__TEKS KUTIPAN__.

3.    Desain instruksional adalah keseluruhan proses analisis kebutuhan dan tujuan belajar serta pengembangan teknik mengajar dan materi pengajarannya untuk memenuhi kebutuhan tersebut. Termasuk di dalamnya adalah pengem-bangan paket pelajaran, kegiatan menga­jar, uji coba, revisi, dan kegiatan mengevaluasi hasil belajar (Briggs, 1979, p. 20).
4.    Desain sistem instruksional ialah pendekatan secara sistematis dalam perencanaan dan pengembangan sarana serta alat untuk mencapai kebutuhan dan tujuan instruksional. Semua komponen sistem ini (tujuan, materi, media, alat, evaluasi) dalam hubungannya satu sama lain dipandang sebagai kesatuan yang teratur sistematis. Komponen-komponen tersebut terlebih dulu diuji coba efektifitasnya sebelum disebarluaskan penggunaannya (Briggs, 1979, p. XXI).
Berdasarkan beberapa pengertian di atas maka dapat diambil sebuah simpulan bahwa yang dimaksud dengan model pengembangan desain instruksional adalah se­perangkat prosedur yang berurutan untuk melaksanakan pengembangan desain instruksional.
Dalam pengelolaan pelatihan, pembelajaran dan pengembangan, salah satu bagian penting yang dapat membantu instruktur pelatihan maupun training specialist dalam pengelolaan pelatihan dan pembelajaran adalah dengan adanya desain Model Sistem Instruksional atau ISD (Instructional System Design) . Adanya model ini akan menjadi pedoman dalam membangun perangkat dan infrastruktur program pelatihan yang efektif, dinamis dan mendukung kinerja pelatihan itu sendiri. 
Di antara model yang paling sering digunakan adalah ADDIE model dan ASSURE model.
Model ADDIE menggunakan 5 tahap atau langkah pengembangan yakni :
1. Analysis (analisa)
2. Design (desain / perancangan)
3. Development (pengembangan)

__CUPLIKAN MATERI__.
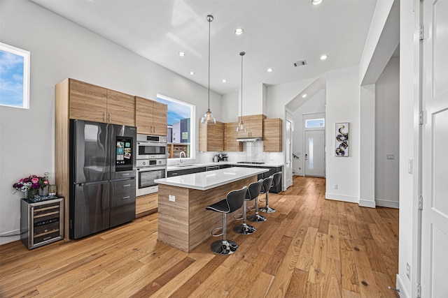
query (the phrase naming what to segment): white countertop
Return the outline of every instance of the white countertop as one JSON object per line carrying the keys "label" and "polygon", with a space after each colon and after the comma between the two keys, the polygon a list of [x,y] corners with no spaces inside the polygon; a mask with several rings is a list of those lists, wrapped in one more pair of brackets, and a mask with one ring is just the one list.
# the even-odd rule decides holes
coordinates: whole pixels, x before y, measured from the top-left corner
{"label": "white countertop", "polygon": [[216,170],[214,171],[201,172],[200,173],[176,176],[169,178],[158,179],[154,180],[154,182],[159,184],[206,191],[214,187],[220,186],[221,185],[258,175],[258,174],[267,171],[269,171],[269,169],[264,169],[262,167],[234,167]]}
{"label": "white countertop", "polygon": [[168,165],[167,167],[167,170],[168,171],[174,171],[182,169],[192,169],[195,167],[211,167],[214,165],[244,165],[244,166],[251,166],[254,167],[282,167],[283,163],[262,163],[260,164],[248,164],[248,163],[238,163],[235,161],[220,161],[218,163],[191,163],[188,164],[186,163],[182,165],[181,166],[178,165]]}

==

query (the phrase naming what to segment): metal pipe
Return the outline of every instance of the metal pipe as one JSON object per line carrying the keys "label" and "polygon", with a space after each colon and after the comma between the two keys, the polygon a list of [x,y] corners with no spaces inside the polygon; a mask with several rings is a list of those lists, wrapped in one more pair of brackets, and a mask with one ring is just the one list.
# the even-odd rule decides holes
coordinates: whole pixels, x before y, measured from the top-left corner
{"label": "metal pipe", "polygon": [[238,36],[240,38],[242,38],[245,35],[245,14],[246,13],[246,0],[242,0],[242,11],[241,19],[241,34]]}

--

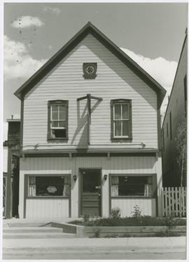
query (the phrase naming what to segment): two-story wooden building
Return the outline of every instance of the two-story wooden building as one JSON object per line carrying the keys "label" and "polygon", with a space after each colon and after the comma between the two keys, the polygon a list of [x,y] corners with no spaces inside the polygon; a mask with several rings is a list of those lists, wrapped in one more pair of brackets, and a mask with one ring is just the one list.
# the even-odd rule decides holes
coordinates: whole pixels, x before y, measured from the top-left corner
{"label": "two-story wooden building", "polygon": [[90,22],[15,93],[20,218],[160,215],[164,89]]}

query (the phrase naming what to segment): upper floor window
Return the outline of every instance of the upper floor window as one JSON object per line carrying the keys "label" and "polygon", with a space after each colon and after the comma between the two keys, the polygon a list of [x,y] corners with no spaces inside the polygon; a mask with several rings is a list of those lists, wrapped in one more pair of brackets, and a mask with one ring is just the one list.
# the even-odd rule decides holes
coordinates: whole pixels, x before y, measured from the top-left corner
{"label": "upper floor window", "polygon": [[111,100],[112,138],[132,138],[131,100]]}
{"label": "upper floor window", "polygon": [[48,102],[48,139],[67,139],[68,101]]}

__SOAL LATIHAN__.
1. Salin persis bagian teks kutipan tentang desain instruksional, mulai dari "Di antara model" sampai "3. Development (pengembangan)".
2. Jawablah pertanyaan berikut berdasarkan teks kutipan tentang desain instruksional.
(a) Komponen apa saja yang termasuk dalam sistem desain sistem instruksional?
(b) Model apa saja yang disebut paling sering digunakan?
(c) Berapa tahap pengembangan yang digunakan model ADDIE?

__KUNCI JAWABAN__.
1.
Di antara model yang paling sering digunakan adalah ADDIE model dan ASSURE model.
Model ADDIE menggunakan 5 tahap atau langkah pengembangan yakni :
1. Analysis (analisa)
2. Design (desain / perancangan)
3. Development (pengembangan)

2.
(a) Tujuan, materi, media, alat, dan evaluasi.
(b) Model ADDIE dan model ASSURE.
(c) Lima tahap.